### Problems to work on
1. Answer these questions from the comment on the Forum Health sale, one line each.
(a) Since when has no one except Ardent Health Services shown interest in buying Forum Health?
(b) About how much in expenses does the writer say the creditors and lenders have forced on Forum Health?
(c) What have the creditors and lenders demanded that Forum Health pay for?
2. Transcribe the part of the comment on the Forum Health sale that opens with the words containing "Come here and" and closes with "leave us alone!".
3. Go on with the comment on the Forum Health bankruptcy sale, picking up after its final sentence.

### Supplied passage

----------

Come here and look up and down the street. There has been no additional interest shown in the purchase of Forum Health, other than by Ardent Health Services, since fall of 2009. Who do the creditors/lenders think is going to come out of the woodwork to now participate in this supposed big 'auction'? They have forced nearly $20 million in expenses on us by demanding that we pay for numerous consultants to have on hand. I think this auction tactic is just another way to line their own pockets with our money by keeping us tied up in the bankruptcy court. Their consultants have done nothing for us other than to make sure we remain in the red after paying all their fees! As far as I'm concerned, you've already gotten $20 million of the money we owe you. Take the $70 milliion Ardent is offering and leave us alone!

----------

### Recorded information
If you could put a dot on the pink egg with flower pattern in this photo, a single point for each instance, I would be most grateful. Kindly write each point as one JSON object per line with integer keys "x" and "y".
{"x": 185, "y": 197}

----------

### Answers to the exercises
1.
(a) Since fall of 2009.
(b) Nearly $20 million.
(c) Numerous consultants to have on hand.

2.
Come here and look up and down the street. There has been no additional interest shown in the purchase of Forum Health, other than by Ardent Health Services, since fall of 2009. Who do the creditors/lenders think is going to come out of the woodwork to now participate in this supposed big 'auction'? They have forced nearly $20 million in expenses on us by demanding that we pay for numerous consultants to have on hand. I think this auction tactic is just another way to line their own pockets with our money by keeping us tied up in the bankruptcy court. Their consultants have done nothing for us other than to make sure we remain in the red after paying all their fees! As far as I'm concerned, you've already gotten $20 million of the money we owe you. Take the $70 milliion Ardent is offering and leave us alone!

3.
Ardent came in with a friendly buy, taking into consideration that the union workers are what is keeping the hospital functioning. Wanting to purchase the entire system. The time has come for a sale, the community, the potential patient base is weary of all the bickering for the past 10 years. The system filed for bankruptcy in March 2009 but this has been going on for many years, the employees are becoming weary and the atmosphere is very tense and many times erratic which is not condusive to a peacful healing setting that patients and family caregivers expect. Consequently the system is losing potential revenues. The sale can not come soon enough and the creditors need to take the bid price and move this community forward.